▶ _TASK REQUIREMENTS_: Copy everything from "To be fair - I wasnt" down to "at it objectively.." in the forum thread about the game's graphics below.

══ TEXT EXCERPT ══

The ONLY way we can make a clear headed and accurate judgement of COD's graphics is to compare it to current gen or recent sims, (which is hard now that we are in a tech shift) or analyze the underlying graphical tech and methods used to create the games graphics, and then look at how well the game is performing. Currently this is pointing towards the game performing very badly for what it is displaying and what it is displaying is not spectacular. Outside of the forum bubble people are all saying this, look at the pc gamer article for example.

jibo
04-28-2011, 01:42 AM
" to be fair " you shouldn't compare CoD with the last trillion dollars budget pop corn fps
" to be fair " you should wait because 50% of the effects are still in the pipeline

anyway football manager is better

Heliocon
04-28-2011, 01:47 AM
" to be fair " you shouldn't compare CoD with the last trillion dollars budget pop corn fps
" to be fair " you should wait because 50% of the effects are still in the pipeline

anyway football manager is better

To be fair - I wasnt comparing the graphics I was comparing the tech/structure of how the game world was modeled and made, not the graphics themselves (although they indicate how it was done).

To be fair - I dont give a hoot if 50% of the effects are in the pipeline, we are talking about COD NOW, what is in it NOW and how it performes NOW. I was actually pretty forgiving since good progress has been made, but you cant judge and comment on content you have never seen, may not run (thats why its not in), you may never see and you do not even know exists appart from a comment from those who have an interest in you buying their product. Judge it on what it is, not what you wish it to be. The only competition is themselves and their statements on what it would be at release...

seiseki
04-28-2011, 02:09 AM
Yes, we're looking at it objectively..

CloD will always lose to Crysis in terms of eyecandy..
Also the technology used is not next gen, and has been available for quite some time..

But everyone who's screaming "Its false! Its blasphemy!" should know better, CloD is a sim and does a lot more than most FPS games, and the team doesn't have the same budget and manpower either.

Remember, the comments the OP are talking about were mostly reactions to how the OP stated that Cliffs of Dover is a "New GOLD STANDARD for realistic video games."
Of course it's gonna get flammed, they were simply stating it looked quite bad because of how much you overhyped and overestimated it, claiming it would be a standard for (all) video games.

═══
══ DATA SUPPLIED ══

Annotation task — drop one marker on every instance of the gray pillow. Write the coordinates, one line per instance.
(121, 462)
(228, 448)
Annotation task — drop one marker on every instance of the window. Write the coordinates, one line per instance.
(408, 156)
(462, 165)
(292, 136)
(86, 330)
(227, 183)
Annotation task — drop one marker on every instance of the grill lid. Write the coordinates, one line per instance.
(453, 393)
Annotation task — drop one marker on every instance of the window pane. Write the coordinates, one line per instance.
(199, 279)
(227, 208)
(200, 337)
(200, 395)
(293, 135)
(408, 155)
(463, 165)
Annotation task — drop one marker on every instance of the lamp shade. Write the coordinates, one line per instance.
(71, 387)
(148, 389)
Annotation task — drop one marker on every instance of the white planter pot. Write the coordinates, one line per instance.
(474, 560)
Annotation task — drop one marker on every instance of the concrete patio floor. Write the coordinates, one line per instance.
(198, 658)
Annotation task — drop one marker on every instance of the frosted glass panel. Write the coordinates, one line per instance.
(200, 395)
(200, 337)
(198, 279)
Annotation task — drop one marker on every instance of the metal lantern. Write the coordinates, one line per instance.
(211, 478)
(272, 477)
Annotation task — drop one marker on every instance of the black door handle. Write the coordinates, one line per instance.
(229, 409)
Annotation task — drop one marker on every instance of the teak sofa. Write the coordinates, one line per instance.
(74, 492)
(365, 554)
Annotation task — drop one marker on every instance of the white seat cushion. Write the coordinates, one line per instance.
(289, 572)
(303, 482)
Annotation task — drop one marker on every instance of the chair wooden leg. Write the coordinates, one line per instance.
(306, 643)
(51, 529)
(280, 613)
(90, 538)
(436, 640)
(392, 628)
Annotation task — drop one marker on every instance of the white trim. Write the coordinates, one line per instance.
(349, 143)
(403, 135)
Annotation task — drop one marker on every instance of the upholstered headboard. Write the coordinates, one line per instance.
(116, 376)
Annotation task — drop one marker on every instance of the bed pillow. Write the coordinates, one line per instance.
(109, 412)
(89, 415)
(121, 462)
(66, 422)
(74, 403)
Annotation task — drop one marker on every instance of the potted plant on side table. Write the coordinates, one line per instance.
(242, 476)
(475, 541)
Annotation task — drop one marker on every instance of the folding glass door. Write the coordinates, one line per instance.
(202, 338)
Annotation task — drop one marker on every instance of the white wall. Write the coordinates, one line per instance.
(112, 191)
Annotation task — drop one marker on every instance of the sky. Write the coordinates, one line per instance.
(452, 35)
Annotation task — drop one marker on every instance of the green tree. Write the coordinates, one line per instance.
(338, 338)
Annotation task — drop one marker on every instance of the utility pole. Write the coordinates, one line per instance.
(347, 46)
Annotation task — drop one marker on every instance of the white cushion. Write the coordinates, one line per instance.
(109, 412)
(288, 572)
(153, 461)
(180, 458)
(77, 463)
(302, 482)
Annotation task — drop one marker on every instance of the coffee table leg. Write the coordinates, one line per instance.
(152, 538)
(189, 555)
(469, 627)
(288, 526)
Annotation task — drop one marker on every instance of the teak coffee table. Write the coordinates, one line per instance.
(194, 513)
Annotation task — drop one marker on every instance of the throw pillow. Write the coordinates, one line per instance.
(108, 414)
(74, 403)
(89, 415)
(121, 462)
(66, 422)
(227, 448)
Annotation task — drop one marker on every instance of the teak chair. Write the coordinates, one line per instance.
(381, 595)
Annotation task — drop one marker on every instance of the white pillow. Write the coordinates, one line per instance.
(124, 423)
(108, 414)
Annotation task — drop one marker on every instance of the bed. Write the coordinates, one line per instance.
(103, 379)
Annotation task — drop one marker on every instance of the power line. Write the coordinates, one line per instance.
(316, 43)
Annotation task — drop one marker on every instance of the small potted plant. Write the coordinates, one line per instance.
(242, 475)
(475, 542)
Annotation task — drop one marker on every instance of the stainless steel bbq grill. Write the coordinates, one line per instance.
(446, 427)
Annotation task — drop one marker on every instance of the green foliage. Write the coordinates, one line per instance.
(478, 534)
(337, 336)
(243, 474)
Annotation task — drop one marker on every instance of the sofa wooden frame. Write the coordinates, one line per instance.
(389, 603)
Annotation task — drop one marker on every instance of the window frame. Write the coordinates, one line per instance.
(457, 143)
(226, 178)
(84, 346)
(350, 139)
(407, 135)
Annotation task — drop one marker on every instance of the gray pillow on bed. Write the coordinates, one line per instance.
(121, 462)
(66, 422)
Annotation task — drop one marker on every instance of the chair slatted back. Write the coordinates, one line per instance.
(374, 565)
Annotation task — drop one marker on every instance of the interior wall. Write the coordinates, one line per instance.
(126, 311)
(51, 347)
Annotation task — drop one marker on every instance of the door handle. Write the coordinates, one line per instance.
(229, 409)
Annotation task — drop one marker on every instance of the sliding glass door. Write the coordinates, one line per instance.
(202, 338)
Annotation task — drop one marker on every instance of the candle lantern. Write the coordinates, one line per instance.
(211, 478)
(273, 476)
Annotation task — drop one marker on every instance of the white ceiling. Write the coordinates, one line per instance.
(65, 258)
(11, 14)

═══

▶ _EXERCISE RESPONSE_:
To be fair - I wasnt comparing the graphics I was comparing the tech/structure of how the game world was modeled and made, not the graphics themselves (although they indicate how it was done).

To be fair - I dont give a hoot if 50% of the effects are in the pipeline, we are talking about COD NOW, what is in it NOW and how it performes NOW. I was actually pretty forgiving since good progress has been made, but you cant judge and comment on content you have never seen, may not run (thats why its not in), you may never see and you do not even know exists appart from a comment from those who have an interest in you buying their product. Judge it on what it is, not what you wish it to be. The only competition is themselves and their statements on what it would be at release...

seiseki
04-28-2011, 02:09 AM
Yes, we're looking at it objectively..